— Start —
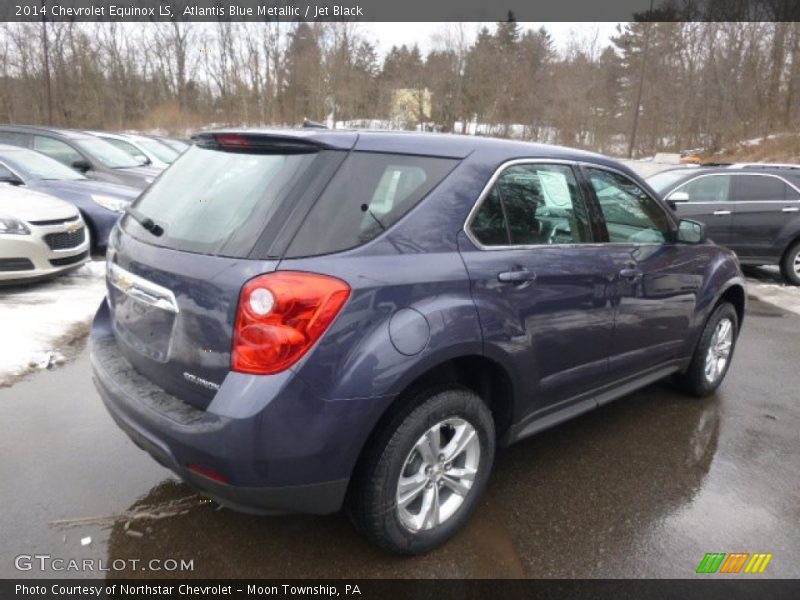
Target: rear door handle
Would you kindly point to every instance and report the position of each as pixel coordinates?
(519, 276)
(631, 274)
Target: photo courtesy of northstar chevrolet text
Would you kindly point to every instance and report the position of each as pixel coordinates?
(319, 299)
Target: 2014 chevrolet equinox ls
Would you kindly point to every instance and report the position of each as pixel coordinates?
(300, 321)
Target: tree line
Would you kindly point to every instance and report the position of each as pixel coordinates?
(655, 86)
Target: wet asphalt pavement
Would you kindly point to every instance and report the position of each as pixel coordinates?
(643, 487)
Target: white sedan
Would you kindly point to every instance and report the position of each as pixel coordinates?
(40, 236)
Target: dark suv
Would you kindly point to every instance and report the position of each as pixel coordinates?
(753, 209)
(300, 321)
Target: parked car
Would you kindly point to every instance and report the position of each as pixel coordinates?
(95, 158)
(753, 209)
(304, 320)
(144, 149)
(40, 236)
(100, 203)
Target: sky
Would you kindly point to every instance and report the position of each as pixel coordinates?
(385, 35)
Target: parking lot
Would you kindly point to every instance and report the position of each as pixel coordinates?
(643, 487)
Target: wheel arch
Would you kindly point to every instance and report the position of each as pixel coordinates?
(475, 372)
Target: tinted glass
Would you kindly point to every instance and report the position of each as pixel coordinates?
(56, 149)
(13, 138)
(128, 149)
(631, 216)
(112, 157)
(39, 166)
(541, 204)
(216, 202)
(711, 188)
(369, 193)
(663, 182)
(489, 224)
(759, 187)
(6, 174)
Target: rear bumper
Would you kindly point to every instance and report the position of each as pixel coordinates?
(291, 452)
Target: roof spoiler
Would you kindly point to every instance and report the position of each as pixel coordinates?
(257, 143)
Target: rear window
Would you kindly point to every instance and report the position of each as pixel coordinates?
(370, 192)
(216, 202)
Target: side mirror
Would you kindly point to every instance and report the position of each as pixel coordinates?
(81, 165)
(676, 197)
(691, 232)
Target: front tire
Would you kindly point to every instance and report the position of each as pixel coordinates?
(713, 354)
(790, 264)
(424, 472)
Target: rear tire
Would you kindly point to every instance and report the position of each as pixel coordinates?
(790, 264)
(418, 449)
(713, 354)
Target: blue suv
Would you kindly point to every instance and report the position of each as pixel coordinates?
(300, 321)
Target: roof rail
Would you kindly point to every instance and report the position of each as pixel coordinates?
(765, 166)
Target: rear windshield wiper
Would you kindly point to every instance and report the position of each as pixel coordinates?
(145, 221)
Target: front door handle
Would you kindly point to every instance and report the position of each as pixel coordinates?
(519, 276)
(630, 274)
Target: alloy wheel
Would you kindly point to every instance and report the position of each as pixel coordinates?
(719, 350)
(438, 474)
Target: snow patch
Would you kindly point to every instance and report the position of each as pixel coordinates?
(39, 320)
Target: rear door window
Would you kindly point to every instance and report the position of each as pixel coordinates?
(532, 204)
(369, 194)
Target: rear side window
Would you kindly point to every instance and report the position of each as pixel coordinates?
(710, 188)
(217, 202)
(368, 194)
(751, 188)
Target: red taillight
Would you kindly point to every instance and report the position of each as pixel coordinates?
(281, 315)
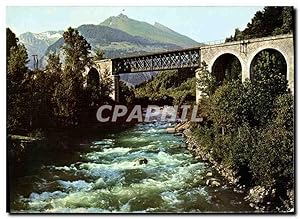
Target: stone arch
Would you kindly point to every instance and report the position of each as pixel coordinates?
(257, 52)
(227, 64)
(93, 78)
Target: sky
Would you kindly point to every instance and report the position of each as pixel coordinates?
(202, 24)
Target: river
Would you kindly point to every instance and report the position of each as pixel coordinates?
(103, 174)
— End —
→ **Exercise**: Starting at the line that contains "Target: snow patch", extract each line through the last line of the material exactly as written, and include no pictures.

→ **Result below**:
Target: snow patch
Would you kindly point to every instance and report the position of each as pixel coordinates?
(39, 320)
Target: rear door window
Would you kindly point to every instance and report the position of each as pixel coordinates?
(532, 204)
(369, 194)
Target: rear side window
Would you kindly point to every instance and report the position of each as pixel coordinates?
(710, 188)
(217, 202)
(368, 194)
(751, 188)
Target: red taillight
Would you kindly point to every instance and report the position of each as pixel coordinates?
(281, 315)
Target: stone arch
Would you kindly point to every instance and report the position of each as pixel coordinates?
(257, 52)
(227, 64)
(93, 78)
Target: sky
Would you kindly point to every instance and report the position of each as pixel coordinates?
(202, 24)
Target: river
Would you kindly point to every instance and report the position of each as pixel coordinates?
(103, 174)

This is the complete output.